Set task:
Reproduce the following lines word for word, omitting the pictures from your answer.

Stored data:

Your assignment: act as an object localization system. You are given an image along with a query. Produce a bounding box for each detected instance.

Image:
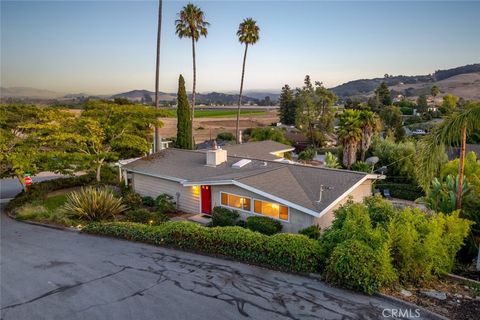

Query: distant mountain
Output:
[0,87,64,99]
[112,90,258,104]
[331,63,480,99]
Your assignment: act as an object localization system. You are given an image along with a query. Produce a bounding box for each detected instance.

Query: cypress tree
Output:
[177,75,192,149]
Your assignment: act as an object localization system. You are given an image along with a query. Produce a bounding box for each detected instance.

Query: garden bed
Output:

Result below:
Your assignment: act as an object localization system. You are given an image along with a query. Produce a bounding box for each detected instance.

Image:

Query: distant mountain
Output:
[0,87,64,99]
[112,90,258,104]
[331,63,480,99]
Your assignment: act as an object localization system. You are given an image along with a query. Produce a bounding box for each detected instance.

Query: cypress tree
Output:
[177,75,192,149]
Your assignment: act as an object localization system. You are given an image along with a query. Produce a bounding box for each detected instance.

Query: garden bed
Output:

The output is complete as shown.